Tuesday, February 24, 2009

Thoughts of a Grandchild

Visiting my grandparents I wonder if I’m too serious. Like my grandpa. What I really mean is I’d like to make my grandma laugh. She laughs when I’m there but mostly at her own jokes and stories. Like the one where she comes back from Germany with her parents, 10 years old, speaking German, and fat from eating cake instead of the dark German bread.

It occurs to me later that I made my grandpa laugh by eating a big bite of apple pie. “That would take me at least three bites,” he says while I try to mentally divide my piece into three while thinking I could accommodate a lot more. This is apple pie. The bite was slightly ungainly, but quite doable even with my sticky jaw joints that don’t like opening all the way. Did they?

I don’t remember if my jaw did or not. I do remember clearing away plates and cleaning and putting away the card table they used for a visit from my grandpa’s sister and her husband. I remember talking with my grandparents. I remember feeling as I left that I wanted to make my grandma laugh. Not the way she nervously laughs when I carry her up and down the stairs at my parent’s, but by being playful and precocious as she nears 92.

And now I’m thinking about what I can give my grandma. The woman who started teaching me how to read. The woman who attached buttons to knotted string in ketchup bottles to make toys, who fired the best omelets over a blue gas flame, who embarrasses and delights me by telling jokes to strangers. I can adjust her mattress when it slips, shovel her driveway, take out the trash, trim the weeds growing up in the sidewalk cracks, and other chores. And maybe after a hard lifetime of chores, that’s what she needs.

I’d also love to get my mother a maid to end her lifetime of chores, but I know she’d prefer travel. She’d prefer exploring Thailand or Vietnam with me to not having to cook and clean in an increasingly vacant home. She’d also prefer to provide wants to needs. I remember finding her after one of my dad’s “let’s show Mom how much we love her” programs. Mom was down. Everyone had mentioned how much she did for them which left her feeling, ‘is that all?’

Needs and wants. The first seems boring, the latter exciting as evidenced by the maid versus world travel scenario or mattress adjusting versus jokemeister-G. Am I bothered by being a boring need fulfiller rather than a want provider? A source of comfort instead of excitement?

#### The data:

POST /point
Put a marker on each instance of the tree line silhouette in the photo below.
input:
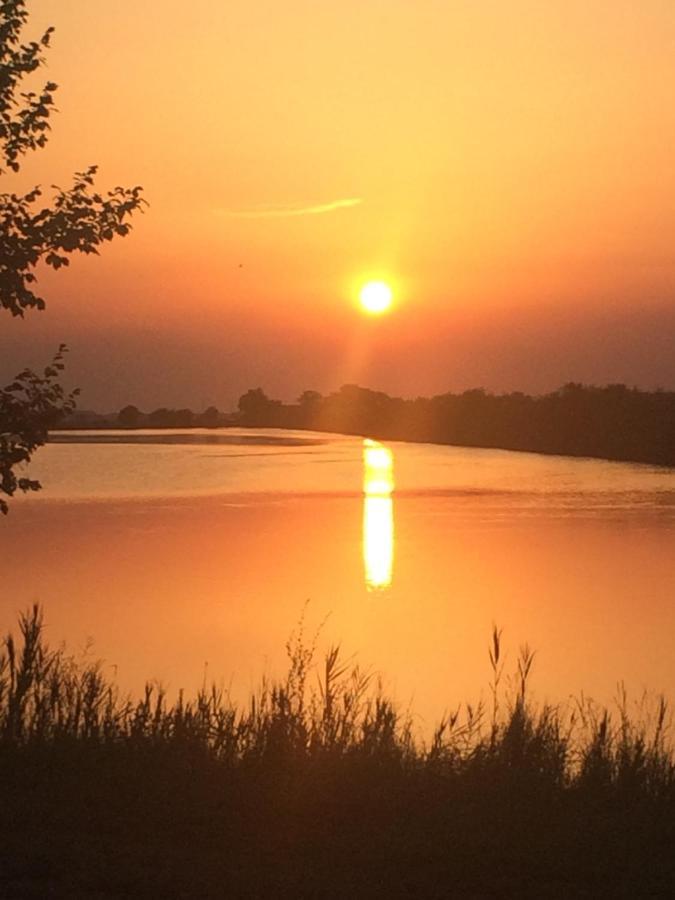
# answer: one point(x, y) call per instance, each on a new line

#### Exercise set:
1. Echo the grandchild blog post word for word, between "Thoughts of a" and "way. Did they?", inclusive.
2. List the specific chores that the grandchild blog post says the writer can do for the grandmother.
3. Pick up the grandchild blog post where it stops and write what comes next.
The material has nothing to do with this work.

#### Responses by item number:
1.
Thoughts of a Grandchild

Visiting my grandparents I wonder if I’m too serious. Like my grandpa. What I really mean is I’d like to make my grandma laugh. She laughs when I’m there but mostly at her own jokes and stories. Like the one where she comes back from Germany with her parents, 10 years old, speaking German, and fat from eating cake instead of the dark German bread.

It occurs to me later that I made my grandpa laugh by eating a big bite of apple pie. “That would take me at least three bites,” he says while I try to mentally divide my piece into three while thinking I could accommodate a lot more. This is apple pie. The bite was slightly ungainly, but quite doable even with my sticky jaw joints that don’t like opening all the way. Did they?

2.
Adjust her mattress when it slips
Shovel her driveway
Take out the trash
Trim the weeds growing up in the sidewalk cracks

3.
Or am I a perpetual discontent? When I was young, I was smart and good, but I wanted to be fun and popular. Then I was fun, but I missed being thoughtful. So I contemplated more but wanted surety. I’m helpful in ways to my grandma. I want to be good to her, but why is the role I seem to fulfill at the moment one that is not good for what it is, but lacking for what it isn’t? Her favorite granddaughter brings her dinners and plays skipbo with her. A relief because she hates cooking—hates—and a delight because she loves games.

So I worry about giving people what they need but not what they want even though it’s not true. For one, I’m not even that good at providing needs. I help only rarely my mother or my grandma. Plus, I’ve told grandma some zingers. When taking her to visit my grandpa in the hospital, she asked why the orange went to the doctor. I guessed, “He had a naval infection?” The alternate punch line stopped her. She cooed, ‘ooh, that’s good,’ before going on to say, “He wasn’t peeling well,” with a naughty smile. Every nurse, receptionist and visitor we passed heard the joke with both punch lines, my grandma graciously crediting me with the one I had come up with.

So embarrassing.

3 comments:

TinTin said...

This is beautiful! Please, oh please write a book about your life. And I do hope to make a few cameo appearances or at least a nod or two to prove that I was there

kate said...

So is it a problem if we want what we need?

I often think you provide comfort and excitement all at once.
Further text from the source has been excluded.